Текст для чтения »
----

Неспетая судьба Кати Огонёк

11.07.2021

11 июля 2021 | Лариса Максименко

В 2000-х поэт Олег Максимов написал для Кати Огонёк цикл песен «Белый крест»… Фото Ларисы Максименко.

В Кузбассе хранится рукопись с песнями несостоявшегося из-за внезапной смерти звезды русского шансона концерта. Поэт Олег Максимов по просьбе «Кузбасса» рассказал о них и работе с певицей…

 

Однажды, лет 18 назад, в Кишинёве столичного поэта и королеву шансона свёл случай.

– Пока ты не споёшь песню судьбы, твои песни ни черта не стоят, – сказал поэт.

– Давайте, – сказала певица, уже давно гремевшая славой, для одних – бывшая «сиделица», для других – просто здорово поющая о жизни, о любви и разлуке. – Давайте, если сумеете написать…

Старый поэт Максимов имел в виду будущую главную песню, которая бы шла из классики: лагерных баллад, потому что его душа этапом и ими пронзённая с детства.

Молодая звезда Огонёк, имевшая срок лишь как пиар, сразу поняла: грядёт , и близко, очень важное.

----

Условие задания » Ответьте, пожалуйста, одним предложением: в каком городе, согласно тексту для чтения, случай свёл поэта Олега Максимова и Катю Огонёк? Записи для выполнения задания не понадобятся.

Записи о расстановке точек
----

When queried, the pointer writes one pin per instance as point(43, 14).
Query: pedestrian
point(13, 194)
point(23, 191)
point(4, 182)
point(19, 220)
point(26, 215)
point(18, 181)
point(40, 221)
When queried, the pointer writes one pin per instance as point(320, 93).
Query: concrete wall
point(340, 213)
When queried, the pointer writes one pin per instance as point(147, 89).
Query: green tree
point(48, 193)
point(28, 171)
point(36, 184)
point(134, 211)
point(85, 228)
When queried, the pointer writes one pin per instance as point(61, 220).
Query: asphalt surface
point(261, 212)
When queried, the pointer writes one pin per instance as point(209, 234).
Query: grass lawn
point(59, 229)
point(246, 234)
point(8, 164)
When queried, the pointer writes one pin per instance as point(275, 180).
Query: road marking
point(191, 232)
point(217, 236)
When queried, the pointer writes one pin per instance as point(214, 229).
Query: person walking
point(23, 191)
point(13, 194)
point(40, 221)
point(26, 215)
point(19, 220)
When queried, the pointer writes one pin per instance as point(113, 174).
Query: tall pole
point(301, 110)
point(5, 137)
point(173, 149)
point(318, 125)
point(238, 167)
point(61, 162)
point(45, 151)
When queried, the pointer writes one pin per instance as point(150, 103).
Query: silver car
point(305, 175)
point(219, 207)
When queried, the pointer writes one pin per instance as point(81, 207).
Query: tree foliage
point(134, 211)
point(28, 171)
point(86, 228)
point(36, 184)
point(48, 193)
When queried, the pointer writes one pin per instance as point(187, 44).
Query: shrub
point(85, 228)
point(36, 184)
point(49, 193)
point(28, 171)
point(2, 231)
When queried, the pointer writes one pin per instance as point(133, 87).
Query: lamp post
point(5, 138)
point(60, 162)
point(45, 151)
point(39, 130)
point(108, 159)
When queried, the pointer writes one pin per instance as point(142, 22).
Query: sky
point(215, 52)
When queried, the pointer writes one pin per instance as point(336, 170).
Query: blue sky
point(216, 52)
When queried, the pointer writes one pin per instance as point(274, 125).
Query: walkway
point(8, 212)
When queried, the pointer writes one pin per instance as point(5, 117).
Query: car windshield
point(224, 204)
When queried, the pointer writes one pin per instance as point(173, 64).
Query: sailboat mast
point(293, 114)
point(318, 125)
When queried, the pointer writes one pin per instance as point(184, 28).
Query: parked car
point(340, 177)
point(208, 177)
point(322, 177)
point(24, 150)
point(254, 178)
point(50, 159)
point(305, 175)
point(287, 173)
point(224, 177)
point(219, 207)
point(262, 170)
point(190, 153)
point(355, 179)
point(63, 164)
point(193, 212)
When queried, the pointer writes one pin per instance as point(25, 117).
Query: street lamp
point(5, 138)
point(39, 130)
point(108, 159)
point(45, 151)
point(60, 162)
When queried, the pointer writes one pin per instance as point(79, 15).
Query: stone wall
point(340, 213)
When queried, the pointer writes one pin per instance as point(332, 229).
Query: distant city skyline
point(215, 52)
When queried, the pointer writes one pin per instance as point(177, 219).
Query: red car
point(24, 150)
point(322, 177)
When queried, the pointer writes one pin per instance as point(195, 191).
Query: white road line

----

Полный ответ » Поэта Олега Максимова и Катю Огонёк случай свёл в Кишинёве.